--- start Text excerpt ---

E8P-RVQ on vLLM with CUDA graphs (single fused op, 2/3/4 bpw) by cnygaard · Pull Request #12 · cnygaard/glq

cnygaard · 2026-06-21T22:59:21Z

Makes the --codebook e8p (QuIP#-derived) path serve on vLLM with FULL CUDA
graphs, and collapses the per-linear E8P apply into one fused op so cudagraph
actually pays off.

What

vLLM wiring — E8P checkpoints serve under the GLQ vLLM plugin: codebook
threaded through config; the 4 e8p ops registered as torch.ops.glq.*;
create_weights (single + fused QKV/gate_up shards), codebook cache,
process_weights device move, and apply dispatch all share the one
validated _e8p_linear_apply forward.

--- end Text excerpt ---
--- start Data shown ---

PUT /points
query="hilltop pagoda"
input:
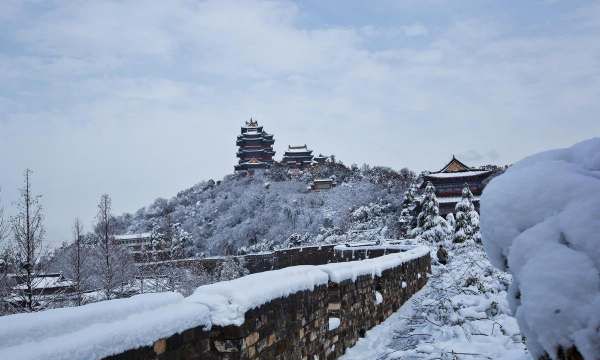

--- end Data shown ---

▶ [Short problem]:
Print the section of the pull request text that begins with "cnygaard · 2026-06-21T22:59:21Z" and ends after "actually pays off.", copying it word for word.

▶ [The result]:
cnygaard · 2026-06-21T22:59:21Z

Makes the --codebook e8p (QuIP#-derived) path serve on vLLM with FULL CUDA
graphs, and collapses the per-linear E8P apply into one fused op so cudagraph
actually pays off.